◆ Exercise requirements ◆
What do the lines say from the one containing "Objective — set a marker on each instance of the tall" to the end of the records? Restate them word for word, and only those.

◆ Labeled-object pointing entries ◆
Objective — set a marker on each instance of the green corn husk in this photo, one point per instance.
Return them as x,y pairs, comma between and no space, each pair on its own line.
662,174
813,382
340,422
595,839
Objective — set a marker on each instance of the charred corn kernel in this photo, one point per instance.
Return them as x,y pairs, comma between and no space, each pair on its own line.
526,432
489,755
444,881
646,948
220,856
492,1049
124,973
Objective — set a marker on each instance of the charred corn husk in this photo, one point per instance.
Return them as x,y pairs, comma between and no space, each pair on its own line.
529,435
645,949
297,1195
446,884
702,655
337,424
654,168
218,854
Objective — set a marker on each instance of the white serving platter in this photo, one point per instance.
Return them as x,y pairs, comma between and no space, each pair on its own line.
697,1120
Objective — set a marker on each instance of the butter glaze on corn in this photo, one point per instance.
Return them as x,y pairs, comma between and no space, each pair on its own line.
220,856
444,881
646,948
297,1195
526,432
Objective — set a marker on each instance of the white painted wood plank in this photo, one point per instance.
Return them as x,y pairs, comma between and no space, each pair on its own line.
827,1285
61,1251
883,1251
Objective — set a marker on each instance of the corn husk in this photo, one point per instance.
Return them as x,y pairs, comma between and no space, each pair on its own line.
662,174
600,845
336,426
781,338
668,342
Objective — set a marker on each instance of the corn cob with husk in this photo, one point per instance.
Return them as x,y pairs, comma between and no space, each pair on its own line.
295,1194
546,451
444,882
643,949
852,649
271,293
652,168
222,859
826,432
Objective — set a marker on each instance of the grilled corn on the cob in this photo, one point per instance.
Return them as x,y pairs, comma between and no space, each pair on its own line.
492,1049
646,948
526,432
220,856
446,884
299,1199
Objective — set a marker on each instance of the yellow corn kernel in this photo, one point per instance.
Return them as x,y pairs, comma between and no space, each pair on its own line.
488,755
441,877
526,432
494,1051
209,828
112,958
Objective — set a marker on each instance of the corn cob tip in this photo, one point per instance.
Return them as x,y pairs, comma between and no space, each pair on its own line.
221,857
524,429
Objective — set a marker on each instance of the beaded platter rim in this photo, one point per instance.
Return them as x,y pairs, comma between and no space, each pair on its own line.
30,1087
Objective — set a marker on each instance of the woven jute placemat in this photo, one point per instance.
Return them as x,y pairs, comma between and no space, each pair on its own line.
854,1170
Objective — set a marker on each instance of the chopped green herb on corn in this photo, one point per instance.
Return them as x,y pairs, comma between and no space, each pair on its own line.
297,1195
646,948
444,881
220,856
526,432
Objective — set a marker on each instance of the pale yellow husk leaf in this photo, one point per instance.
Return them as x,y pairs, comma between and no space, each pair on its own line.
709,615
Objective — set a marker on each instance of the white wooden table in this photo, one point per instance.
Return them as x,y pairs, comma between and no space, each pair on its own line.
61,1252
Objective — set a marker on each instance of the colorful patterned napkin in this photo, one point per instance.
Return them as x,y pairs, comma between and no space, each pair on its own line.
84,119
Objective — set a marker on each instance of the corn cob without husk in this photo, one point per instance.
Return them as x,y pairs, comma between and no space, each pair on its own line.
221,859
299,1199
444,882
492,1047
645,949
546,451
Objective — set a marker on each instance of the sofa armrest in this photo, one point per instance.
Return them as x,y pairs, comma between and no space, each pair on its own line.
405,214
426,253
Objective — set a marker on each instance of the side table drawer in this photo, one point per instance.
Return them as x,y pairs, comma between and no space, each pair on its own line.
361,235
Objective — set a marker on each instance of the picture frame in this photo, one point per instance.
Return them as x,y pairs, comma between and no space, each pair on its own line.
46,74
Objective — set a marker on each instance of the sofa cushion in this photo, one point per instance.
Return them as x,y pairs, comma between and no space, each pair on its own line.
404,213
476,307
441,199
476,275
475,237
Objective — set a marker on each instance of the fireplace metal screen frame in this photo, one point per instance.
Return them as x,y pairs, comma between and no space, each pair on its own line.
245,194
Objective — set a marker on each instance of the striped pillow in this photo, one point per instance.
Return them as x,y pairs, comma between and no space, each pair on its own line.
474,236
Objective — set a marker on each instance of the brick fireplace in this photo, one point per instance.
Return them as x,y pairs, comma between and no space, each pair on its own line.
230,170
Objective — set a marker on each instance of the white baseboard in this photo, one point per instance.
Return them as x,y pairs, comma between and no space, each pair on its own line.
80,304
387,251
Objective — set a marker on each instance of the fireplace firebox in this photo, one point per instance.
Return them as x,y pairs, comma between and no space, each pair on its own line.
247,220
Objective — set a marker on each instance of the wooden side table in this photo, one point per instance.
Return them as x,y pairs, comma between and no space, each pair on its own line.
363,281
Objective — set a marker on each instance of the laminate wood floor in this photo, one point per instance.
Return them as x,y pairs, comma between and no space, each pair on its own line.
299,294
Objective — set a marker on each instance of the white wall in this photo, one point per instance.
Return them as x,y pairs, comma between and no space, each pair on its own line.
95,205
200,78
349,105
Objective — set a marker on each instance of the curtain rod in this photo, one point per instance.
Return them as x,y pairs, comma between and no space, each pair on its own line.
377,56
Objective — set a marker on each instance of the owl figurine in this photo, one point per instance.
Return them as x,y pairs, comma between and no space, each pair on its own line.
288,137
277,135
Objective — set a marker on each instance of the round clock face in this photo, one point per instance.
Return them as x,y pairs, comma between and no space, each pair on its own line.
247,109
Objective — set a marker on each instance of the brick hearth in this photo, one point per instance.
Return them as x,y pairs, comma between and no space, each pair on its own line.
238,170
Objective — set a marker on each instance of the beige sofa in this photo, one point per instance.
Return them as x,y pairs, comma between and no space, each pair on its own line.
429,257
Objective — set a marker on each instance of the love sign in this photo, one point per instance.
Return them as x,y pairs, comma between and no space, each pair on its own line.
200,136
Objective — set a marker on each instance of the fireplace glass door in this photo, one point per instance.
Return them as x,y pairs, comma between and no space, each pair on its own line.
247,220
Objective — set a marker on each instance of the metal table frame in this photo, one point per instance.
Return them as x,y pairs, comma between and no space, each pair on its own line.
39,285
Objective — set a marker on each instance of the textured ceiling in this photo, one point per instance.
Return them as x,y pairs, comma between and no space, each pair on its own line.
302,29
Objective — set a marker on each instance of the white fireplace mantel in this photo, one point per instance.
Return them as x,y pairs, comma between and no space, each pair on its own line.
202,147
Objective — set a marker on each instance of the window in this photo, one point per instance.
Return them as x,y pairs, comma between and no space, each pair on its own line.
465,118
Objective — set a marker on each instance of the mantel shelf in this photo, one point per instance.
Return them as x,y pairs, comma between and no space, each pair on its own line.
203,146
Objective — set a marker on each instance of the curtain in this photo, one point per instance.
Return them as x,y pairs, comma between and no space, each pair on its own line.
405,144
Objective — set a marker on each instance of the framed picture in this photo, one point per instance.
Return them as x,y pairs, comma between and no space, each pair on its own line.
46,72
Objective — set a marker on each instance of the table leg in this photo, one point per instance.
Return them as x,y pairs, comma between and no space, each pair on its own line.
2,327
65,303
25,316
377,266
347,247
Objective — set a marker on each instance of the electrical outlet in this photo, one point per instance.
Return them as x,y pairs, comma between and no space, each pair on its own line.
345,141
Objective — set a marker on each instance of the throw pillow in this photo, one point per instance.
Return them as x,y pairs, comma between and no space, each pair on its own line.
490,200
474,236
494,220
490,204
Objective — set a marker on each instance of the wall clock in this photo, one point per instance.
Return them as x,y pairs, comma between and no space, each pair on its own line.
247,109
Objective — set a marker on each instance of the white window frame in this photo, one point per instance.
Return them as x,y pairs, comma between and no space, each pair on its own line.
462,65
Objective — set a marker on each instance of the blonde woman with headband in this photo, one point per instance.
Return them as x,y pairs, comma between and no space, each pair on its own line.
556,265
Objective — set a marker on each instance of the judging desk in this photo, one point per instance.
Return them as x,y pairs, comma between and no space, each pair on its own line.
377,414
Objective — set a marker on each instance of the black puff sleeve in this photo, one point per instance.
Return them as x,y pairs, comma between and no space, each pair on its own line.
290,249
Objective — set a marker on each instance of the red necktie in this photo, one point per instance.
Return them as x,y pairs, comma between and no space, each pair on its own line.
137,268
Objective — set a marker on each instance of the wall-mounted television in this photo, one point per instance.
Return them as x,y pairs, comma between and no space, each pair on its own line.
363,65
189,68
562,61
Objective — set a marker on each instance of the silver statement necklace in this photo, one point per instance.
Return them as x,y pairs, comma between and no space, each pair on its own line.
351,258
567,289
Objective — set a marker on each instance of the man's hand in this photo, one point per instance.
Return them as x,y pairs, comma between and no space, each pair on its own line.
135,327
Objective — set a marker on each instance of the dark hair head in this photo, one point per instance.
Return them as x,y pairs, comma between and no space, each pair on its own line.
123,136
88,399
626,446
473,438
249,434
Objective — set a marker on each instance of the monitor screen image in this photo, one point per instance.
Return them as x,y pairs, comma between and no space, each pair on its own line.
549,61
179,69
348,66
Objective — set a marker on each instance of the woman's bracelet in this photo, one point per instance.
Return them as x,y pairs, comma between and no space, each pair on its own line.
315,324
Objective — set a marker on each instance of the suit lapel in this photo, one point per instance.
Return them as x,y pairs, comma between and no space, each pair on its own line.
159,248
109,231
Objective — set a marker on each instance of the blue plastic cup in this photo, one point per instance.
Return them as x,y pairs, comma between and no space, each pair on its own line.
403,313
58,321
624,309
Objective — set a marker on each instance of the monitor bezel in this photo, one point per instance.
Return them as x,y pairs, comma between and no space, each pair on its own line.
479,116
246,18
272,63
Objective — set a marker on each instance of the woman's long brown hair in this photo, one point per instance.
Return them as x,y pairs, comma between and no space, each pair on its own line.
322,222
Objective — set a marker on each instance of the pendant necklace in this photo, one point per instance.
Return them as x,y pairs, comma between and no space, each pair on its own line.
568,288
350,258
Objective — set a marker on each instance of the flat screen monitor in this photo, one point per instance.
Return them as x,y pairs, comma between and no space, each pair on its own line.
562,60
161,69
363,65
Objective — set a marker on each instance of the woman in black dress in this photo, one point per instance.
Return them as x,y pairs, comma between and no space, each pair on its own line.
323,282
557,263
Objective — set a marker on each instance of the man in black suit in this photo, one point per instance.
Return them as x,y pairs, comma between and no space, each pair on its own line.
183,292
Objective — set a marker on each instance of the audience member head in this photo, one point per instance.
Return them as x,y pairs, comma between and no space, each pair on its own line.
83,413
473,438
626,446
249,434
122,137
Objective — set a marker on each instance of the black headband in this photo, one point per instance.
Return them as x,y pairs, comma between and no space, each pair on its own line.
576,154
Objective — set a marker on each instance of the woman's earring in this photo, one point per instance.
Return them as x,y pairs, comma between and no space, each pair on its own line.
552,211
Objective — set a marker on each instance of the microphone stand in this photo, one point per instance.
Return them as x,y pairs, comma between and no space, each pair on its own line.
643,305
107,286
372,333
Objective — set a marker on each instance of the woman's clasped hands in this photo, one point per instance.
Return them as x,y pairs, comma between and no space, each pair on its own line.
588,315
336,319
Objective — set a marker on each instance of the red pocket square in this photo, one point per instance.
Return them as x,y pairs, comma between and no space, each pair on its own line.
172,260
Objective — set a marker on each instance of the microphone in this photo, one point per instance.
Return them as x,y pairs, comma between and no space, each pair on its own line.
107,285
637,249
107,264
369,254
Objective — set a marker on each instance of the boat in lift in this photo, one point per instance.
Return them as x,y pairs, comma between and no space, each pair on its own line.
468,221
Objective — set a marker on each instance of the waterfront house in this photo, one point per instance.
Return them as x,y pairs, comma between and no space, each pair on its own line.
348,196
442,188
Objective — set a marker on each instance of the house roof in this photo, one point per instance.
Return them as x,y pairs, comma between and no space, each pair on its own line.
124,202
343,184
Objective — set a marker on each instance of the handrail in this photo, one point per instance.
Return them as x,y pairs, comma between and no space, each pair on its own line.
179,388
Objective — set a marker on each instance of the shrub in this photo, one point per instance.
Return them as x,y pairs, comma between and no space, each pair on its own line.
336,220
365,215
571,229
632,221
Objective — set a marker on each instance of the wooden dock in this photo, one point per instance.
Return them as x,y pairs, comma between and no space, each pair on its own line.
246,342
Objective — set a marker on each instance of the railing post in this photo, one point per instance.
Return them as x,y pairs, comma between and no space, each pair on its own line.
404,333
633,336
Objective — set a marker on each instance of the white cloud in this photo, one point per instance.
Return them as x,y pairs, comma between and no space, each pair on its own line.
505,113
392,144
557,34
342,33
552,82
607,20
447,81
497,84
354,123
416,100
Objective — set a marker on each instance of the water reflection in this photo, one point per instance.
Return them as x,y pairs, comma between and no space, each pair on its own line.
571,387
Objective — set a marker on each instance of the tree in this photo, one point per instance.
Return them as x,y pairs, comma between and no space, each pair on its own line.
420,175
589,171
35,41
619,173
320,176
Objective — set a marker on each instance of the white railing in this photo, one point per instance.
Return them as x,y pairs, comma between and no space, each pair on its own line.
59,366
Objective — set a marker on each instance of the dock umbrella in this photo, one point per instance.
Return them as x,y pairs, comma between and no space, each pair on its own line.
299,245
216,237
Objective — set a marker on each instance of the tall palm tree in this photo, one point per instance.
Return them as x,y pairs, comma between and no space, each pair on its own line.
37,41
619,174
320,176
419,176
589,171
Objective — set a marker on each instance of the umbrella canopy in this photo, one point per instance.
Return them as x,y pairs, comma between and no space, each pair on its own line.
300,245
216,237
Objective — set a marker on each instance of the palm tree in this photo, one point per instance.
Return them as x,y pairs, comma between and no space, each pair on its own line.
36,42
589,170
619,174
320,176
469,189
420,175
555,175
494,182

◆ Worked solution ◆
Objective — set a marker on each instance of the tall palm tree in this photo, one point per instance.
Return them as x,y pairs, comma between and no space, each pair on its own line.
37,41
619,174
320,176
419,176
589,171
Objective — set a marker on each instance of the umbrella canopy in this photo, one point per instance.
Return them as x,y pairs, comma between and no space, each pair on its own line.
300,245
216,237
Objective — set a marker on each instance of the palm tree in this photo, one point per instance.
Return them as x,y pairs, comma between and no space, each pair on its own line.
36,42
589,170
619,174
320,176
469,189
420,175
555,175
494,182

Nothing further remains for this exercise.